### Passage shown
---

The Fourth Sunday of Advent: A Sermon


Let’s start by recalling the setting of our first reading. Solomon’s splendor and power: that’s about 200 years in the past. Israel is split between the larger Northern Kingdom (Israel) and the smaller Southern Kingdom (Judah); Ahaz is the Judean king. For everyone in the region the question is how to respond to the Assyrian Empire (modern Iraq). It’s something like having Russia as your next-door neighbor. Israel (the Northern Kingdom) and Aram (modern Syria) want to fight, and, since Ahaz doesn’t, they plan to invade Judah to effect regime change.

---

### Data lines
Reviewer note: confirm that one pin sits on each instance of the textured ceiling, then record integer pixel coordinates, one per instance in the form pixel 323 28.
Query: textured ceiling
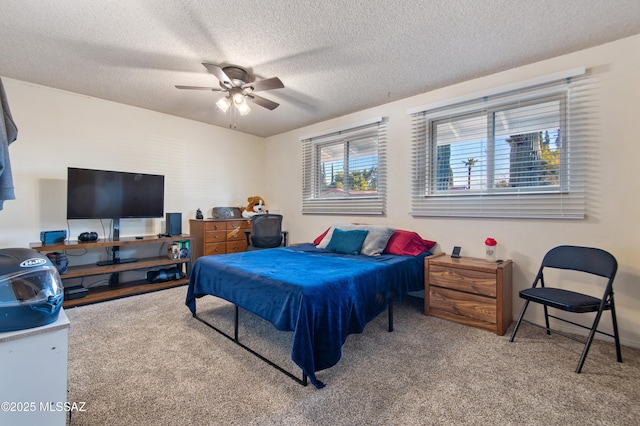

---

### Request A
According to the sermon, which modern country corresponds to Aram?
### Request B
Rewrite part of the sermon with "splendor" replaced by "magnificence". Begin at the words "The Fourth Sunday" and stop after "effect regime change.".
The data that appear here were drawn from a source separate from the sermon.

### Full solution A
Syria.

### Full solution B
The Fourth Sunday of Advent: A Sermon


Let’s start by recalling the setting of our first reading. Solomon’s magnificence and power: that’s about 200 years in the past. Israel is split between the larger Northern Kingdom (Israel) and the smaller Southern Kingdom (Judah); Ahaz is the Judean king. For everyone in the region the question is how to respond to the Assyrian Empire (modern Iraq). It’s something like having Russia as your next-door neighbor. Israel (the Northern Kingdom) and Aram (modern Syria) want to fight, and, since Ahaz doesn’t, they plan to invade Judah to effect regime change.